Source excerpt>

————

Goat Wool Socks and me

Day 5

08:58 uur

It has begun…

My cellphone is turned off since yesterday. I cannot stand reading messages from the “outside world” any longer. And it’s not that anyone is interested in me anyway! So, just turn it off.

While I am writing this I know that it’s not true. There are people that are interested in me… maybe…

Foto door Markus Spiske op Pexels.com

I am not saying that I cannot do anything against it – I can… I’ts just so darn hard. Cause it is starting again…

So, noticed… – now, let’s see how to cope with it. What would I normally feel or think if I would be allowed to go outside? I mean, it’s not the first time this is happening to me.

Hahahahahaha! I would turn off my phone for a day. Just ignore all those fun stories of my friends. Dweel in dark thoughts, cry, curse everything, throw some stuff at my walls.

And after that I would figure out things that make me happy again – make some music for instance. I have loads of projects that have been waiting for a week. But most importantly, I would just let it happen. Give into it.

Because it belongs to me. It’s who I am. Thinking that I’m not worth anything and not Ok. Left. Alone. Thinking that nobody understands me. And everyone abandones me. Where are they, my friends?

Foto door NEOSiAM 2020 op Pexels.com

But to be hones – on days like this – I don’t wanna see them, I don’t wanna hear them. I don’t want them to try to cheer me up and tell me: “I believe in you!” or “You can do it!” Or, even worse ask: “What can I do for you?” or “You want me to drop by?” Just leave me alone! Bugger off everybody!

And if they came here I would have to talk to them. And I really don’t want to. All that blablabla…

I wonder – If I had a girlfriend just like me? How would I cope with her?

I’d read and follow her blog.

I would write funny comments, such as “I got peanuts and cheese here for you at the ready!”

Foto door Markus Spiske op Pexels.com

I would call her – which is pretty dangerous… cause if she really is like me then I know that she won’t say anything for the first five to ten minutes. Be really quiet and try to bite me off. Vicious even. But I also know that she does not want to be like that. I know that if I just let her be she will come out of that shell. And then she starts to come alive again…

Most importantly, I would never ever try to cheer her up. Don’t pressure her. Don’t use sentences, such as: “You can do it. It’ll pass.” Give her all the time she needs to talk. She knows that this is only a phase she is going through.

————

Excerpted data>
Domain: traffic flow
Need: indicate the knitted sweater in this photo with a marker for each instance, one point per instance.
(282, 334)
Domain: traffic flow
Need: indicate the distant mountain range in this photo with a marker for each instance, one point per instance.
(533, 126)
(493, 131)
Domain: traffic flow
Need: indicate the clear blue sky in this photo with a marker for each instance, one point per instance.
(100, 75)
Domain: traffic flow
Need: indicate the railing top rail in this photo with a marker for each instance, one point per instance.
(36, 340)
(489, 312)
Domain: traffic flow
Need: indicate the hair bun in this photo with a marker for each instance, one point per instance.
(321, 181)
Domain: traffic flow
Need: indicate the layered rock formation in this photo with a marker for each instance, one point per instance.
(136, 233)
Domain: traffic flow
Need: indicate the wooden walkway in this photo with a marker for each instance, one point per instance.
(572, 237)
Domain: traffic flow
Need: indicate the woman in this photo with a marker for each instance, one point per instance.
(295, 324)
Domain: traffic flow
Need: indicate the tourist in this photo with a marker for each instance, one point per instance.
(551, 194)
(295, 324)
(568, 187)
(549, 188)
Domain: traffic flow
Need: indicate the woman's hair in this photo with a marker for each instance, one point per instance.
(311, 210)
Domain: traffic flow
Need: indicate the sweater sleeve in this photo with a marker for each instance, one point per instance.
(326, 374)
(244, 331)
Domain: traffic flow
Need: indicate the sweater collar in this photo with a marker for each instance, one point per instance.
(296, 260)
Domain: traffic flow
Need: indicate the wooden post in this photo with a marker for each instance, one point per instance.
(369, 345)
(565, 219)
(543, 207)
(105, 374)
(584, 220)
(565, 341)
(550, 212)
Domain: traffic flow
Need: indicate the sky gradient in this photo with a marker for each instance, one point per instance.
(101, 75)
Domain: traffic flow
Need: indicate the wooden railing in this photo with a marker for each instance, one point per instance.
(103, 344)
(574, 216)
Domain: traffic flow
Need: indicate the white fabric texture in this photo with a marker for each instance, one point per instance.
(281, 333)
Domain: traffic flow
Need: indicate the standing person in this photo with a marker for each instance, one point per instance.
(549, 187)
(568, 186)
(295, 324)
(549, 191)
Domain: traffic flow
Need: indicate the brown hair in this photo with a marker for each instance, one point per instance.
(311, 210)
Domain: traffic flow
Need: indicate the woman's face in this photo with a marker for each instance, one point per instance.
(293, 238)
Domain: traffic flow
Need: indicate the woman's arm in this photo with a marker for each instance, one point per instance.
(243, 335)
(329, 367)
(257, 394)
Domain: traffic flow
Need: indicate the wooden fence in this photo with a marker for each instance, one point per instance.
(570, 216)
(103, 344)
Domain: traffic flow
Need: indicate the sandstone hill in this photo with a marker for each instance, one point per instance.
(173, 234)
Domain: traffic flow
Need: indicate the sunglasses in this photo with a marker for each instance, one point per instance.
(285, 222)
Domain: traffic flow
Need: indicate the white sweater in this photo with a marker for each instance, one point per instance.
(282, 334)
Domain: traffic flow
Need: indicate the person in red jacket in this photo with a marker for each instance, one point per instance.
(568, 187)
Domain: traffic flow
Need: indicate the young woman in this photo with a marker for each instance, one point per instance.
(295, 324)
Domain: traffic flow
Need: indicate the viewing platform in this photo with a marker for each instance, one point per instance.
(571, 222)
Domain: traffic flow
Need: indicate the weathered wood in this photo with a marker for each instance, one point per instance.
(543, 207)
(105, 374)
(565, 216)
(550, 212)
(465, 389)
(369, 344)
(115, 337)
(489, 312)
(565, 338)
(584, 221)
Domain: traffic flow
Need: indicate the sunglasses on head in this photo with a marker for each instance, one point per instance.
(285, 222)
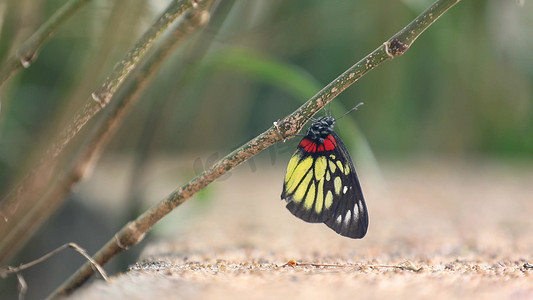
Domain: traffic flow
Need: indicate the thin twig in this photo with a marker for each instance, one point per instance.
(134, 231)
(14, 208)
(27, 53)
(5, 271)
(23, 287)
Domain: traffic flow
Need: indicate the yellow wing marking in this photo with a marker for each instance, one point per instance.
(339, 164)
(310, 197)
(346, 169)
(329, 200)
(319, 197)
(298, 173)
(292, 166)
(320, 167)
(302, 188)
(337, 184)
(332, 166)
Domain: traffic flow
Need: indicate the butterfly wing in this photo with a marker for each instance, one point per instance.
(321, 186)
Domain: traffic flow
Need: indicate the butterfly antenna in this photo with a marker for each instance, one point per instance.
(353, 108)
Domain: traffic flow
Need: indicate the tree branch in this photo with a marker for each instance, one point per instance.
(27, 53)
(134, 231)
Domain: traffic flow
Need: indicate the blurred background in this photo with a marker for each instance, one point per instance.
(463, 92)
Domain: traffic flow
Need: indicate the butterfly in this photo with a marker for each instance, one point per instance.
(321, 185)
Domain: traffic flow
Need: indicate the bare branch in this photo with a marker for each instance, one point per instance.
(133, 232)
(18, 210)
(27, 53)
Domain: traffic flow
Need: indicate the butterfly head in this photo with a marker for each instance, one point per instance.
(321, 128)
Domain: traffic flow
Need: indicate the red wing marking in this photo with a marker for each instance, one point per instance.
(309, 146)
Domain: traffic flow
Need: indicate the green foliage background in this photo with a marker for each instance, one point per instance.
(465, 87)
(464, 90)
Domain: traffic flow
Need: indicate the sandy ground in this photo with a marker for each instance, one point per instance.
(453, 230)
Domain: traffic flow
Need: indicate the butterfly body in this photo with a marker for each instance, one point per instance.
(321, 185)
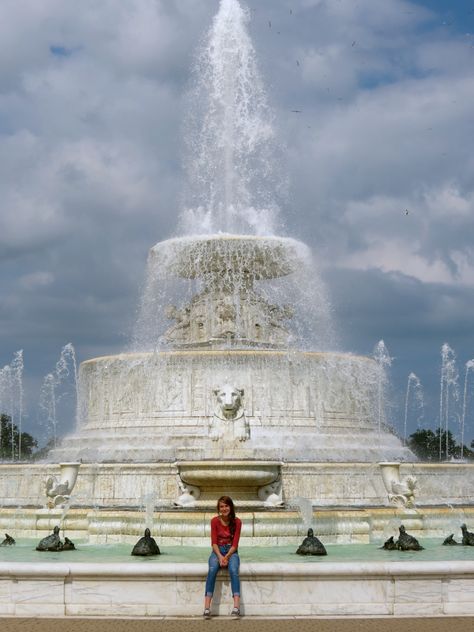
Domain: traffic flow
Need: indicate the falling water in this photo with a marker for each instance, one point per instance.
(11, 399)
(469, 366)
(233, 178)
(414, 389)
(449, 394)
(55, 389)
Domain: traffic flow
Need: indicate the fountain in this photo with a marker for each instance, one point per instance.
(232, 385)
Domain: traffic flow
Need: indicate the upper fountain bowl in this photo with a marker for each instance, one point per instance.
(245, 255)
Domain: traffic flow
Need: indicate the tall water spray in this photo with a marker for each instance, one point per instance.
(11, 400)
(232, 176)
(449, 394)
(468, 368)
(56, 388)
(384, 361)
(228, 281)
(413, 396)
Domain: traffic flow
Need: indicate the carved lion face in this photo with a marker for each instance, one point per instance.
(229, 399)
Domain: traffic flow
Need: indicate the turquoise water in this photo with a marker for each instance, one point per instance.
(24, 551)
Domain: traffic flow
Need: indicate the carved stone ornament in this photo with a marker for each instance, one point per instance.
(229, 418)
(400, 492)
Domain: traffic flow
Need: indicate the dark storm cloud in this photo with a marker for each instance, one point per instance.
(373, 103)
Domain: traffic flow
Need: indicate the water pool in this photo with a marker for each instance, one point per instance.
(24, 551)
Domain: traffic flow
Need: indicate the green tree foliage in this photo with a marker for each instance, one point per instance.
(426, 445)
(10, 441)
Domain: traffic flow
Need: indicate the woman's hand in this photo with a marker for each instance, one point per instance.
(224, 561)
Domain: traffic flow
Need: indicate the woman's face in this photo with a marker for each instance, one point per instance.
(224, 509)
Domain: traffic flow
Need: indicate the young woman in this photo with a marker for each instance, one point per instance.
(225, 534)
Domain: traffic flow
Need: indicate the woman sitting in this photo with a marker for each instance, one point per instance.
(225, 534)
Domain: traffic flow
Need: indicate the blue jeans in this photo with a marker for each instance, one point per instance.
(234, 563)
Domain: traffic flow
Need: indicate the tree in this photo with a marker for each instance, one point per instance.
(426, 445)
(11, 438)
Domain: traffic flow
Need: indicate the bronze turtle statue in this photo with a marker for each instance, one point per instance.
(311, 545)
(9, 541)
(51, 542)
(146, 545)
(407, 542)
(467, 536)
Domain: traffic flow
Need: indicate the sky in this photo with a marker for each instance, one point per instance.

————

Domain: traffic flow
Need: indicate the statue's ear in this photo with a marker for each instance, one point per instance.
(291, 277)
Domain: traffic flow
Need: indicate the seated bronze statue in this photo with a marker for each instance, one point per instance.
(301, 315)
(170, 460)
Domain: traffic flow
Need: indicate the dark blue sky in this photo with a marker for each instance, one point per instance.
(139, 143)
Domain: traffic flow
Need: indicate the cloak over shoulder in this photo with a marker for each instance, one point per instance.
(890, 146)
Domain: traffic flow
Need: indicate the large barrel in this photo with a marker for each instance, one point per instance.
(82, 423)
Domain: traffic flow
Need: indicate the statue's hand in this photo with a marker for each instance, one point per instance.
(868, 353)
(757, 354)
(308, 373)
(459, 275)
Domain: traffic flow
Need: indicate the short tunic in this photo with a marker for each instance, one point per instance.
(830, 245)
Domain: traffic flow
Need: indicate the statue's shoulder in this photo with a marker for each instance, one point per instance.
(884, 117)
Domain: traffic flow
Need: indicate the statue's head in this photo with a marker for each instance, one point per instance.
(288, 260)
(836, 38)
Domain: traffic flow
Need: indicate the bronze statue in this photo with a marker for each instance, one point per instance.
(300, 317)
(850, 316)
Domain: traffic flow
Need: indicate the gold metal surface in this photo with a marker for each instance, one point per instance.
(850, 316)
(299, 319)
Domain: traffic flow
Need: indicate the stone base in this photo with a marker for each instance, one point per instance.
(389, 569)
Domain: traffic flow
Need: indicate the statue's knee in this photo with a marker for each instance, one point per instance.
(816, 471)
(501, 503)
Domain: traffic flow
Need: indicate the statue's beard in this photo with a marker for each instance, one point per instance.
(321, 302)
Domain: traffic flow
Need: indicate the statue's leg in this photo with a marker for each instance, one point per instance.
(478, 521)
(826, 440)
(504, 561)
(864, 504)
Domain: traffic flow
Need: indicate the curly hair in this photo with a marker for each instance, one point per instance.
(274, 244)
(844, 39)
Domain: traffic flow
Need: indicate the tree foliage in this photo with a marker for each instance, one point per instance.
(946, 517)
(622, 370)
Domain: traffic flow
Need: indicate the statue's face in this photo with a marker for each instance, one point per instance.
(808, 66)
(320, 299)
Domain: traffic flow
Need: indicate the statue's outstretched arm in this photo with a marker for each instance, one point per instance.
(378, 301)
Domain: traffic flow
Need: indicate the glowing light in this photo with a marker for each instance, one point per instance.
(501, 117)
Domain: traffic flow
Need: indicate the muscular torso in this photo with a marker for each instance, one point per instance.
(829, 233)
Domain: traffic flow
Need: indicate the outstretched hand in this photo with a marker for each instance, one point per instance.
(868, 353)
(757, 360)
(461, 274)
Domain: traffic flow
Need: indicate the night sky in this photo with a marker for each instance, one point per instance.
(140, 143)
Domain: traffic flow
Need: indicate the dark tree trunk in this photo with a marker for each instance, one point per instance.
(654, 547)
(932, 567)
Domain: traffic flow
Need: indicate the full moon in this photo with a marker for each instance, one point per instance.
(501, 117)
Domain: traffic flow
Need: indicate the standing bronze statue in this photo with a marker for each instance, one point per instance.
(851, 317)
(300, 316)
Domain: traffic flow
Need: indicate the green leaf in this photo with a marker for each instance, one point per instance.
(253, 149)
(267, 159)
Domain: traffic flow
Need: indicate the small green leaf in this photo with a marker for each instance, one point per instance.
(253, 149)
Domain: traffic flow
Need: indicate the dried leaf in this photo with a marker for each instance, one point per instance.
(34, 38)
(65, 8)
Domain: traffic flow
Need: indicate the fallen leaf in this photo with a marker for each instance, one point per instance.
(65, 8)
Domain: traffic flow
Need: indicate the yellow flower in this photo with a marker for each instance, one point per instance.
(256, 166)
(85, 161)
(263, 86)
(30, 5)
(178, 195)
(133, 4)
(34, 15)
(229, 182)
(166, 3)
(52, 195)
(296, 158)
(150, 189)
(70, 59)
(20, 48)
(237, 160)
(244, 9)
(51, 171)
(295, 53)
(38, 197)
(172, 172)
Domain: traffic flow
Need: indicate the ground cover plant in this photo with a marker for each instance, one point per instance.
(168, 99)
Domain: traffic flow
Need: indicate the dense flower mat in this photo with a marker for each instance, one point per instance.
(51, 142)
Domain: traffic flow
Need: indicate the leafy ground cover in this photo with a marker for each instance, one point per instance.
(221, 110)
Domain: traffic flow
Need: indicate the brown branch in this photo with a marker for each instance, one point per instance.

————

To be done>
• 1. List every quoted line in the Day 5 post that the writer says they don't want friends to say or ask.
• 2. Transcribe the Day 5 post between "Hahahahahaha! I would" and "they, my friends?", inclusive.
• 3. Answer these questions from the Day 5 post:
(a) What time of day is shown in the post?
(b) Since when has the writer's cellphone been turned off?
(c) For how long would the imagined girlfriend say nothing at the start of a call?
You can set the records aside; none of the work here uses them.

Task-by-task answers>
• 1.
"I believe in you!"
"You can do it!"
"What can I do for you?"
"You want me to drop by?"

• 2.
Hahahahahaha! I would turn off my phone for a day. Just ignore all those fun stories of my friends. Dweel in dark thoughts, cry, curse everything, throw some stuff at my walls.

And after that I would figure out things that make me happy again – make some music for instance. I have loads of projects that have been waiting for a week. But most importantly, I would just let it happen. Give into it.

Because it belongs to me. It’s who I am. Thinking that I’m not worth anything and not Ok. Left. Alone. Thinking that nobody understands me. And everyone abandones me. Where are they, my friends?

• 3.
(a) 08:58
(b) Since yesterday
(c) For the first five to ten minutes